[Contour annotation records]
━━━━━━━━━━━━━━━━

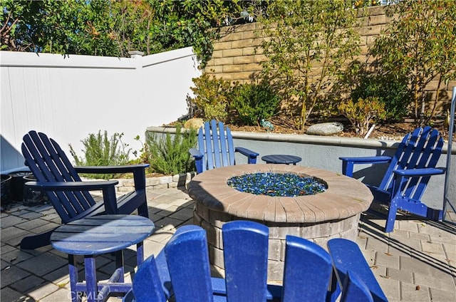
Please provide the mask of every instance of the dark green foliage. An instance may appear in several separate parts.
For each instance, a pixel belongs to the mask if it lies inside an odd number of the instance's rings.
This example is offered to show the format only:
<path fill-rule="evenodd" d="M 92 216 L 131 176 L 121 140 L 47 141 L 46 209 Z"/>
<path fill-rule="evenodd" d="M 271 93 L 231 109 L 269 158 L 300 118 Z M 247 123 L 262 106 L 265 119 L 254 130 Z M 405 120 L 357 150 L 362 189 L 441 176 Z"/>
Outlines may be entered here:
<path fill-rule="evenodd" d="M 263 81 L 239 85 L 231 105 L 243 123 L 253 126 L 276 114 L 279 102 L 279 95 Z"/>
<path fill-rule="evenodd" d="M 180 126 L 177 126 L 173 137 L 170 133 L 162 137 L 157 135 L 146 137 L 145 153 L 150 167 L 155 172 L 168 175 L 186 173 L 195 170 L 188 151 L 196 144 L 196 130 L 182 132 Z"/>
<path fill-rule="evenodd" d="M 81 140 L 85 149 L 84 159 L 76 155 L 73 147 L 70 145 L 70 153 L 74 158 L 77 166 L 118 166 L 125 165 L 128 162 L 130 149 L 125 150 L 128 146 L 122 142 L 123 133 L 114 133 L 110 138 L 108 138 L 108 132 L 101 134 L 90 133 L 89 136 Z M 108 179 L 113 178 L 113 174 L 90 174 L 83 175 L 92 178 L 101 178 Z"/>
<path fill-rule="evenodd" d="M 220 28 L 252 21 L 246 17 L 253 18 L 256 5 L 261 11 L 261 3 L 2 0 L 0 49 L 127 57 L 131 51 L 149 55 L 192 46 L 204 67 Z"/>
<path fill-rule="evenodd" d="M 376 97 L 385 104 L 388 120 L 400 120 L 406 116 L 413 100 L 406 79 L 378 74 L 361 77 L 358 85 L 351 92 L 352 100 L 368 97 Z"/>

━━━━━━━━━━━━━━━━

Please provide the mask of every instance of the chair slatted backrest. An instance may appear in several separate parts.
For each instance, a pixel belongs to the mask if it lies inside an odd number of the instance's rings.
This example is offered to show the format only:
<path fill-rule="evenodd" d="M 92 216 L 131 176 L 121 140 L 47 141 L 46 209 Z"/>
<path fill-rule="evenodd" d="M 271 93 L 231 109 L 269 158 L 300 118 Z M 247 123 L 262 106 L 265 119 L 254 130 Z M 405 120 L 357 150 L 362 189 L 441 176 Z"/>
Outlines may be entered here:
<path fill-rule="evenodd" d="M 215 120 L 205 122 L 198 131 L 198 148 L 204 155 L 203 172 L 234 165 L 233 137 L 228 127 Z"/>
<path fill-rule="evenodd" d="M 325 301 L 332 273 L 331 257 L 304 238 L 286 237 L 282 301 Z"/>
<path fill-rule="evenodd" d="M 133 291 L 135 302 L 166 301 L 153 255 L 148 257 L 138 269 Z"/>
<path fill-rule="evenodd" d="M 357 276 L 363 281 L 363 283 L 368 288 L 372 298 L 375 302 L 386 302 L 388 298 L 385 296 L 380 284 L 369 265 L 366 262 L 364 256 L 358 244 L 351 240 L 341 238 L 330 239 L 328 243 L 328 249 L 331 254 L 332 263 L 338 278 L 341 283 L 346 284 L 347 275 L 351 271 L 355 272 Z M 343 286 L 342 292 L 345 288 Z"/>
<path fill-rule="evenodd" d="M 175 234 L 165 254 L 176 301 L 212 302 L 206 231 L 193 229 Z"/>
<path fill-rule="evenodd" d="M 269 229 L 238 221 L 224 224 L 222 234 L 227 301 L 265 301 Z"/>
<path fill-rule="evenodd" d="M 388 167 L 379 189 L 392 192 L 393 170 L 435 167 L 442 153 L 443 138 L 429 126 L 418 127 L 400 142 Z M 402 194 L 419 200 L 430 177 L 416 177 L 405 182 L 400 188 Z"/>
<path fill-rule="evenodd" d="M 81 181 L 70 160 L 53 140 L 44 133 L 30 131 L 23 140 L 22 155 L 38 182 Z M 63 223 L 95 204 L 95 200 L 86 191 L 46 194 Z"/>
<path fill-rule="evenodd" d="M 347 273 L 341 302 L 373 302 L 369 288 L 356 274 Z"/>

━━━━━━━━━━━━━━━━

Quote the lines above that begin with the line containing "Please provide the mask of every instance of the dark" and end with the line containing "263 81 L 239", including both of those lines.

Please provide the mask of every instance of the dark green foliage. An instance may appear in several separate parts.
For each instance, a pixel belongs to the mask if it lies inside an odd number of the instance's rings.
This example is offered to show the format only:
<path fill-rule="evenodd" d="M 92 216 L 131 176 L 121 140 L 47 141 L 46 209 Z"/>
<path fill-rule="evenodd" d="M 271 93 L 231 109 L 269 158 L 300 118 Z M 247 123 L 262 106 L 265 119 L 254 130 Z M 405 120 L 357 150 L 362 189 L 441 176 Z"/>
Outlines may be entered here:
<path fill-rule="evenodd" d="M 263 81 L 239 85 L 231 105 L 243 123 L 253 126 L 276 114 L 279 102 L 279 95 Z"/>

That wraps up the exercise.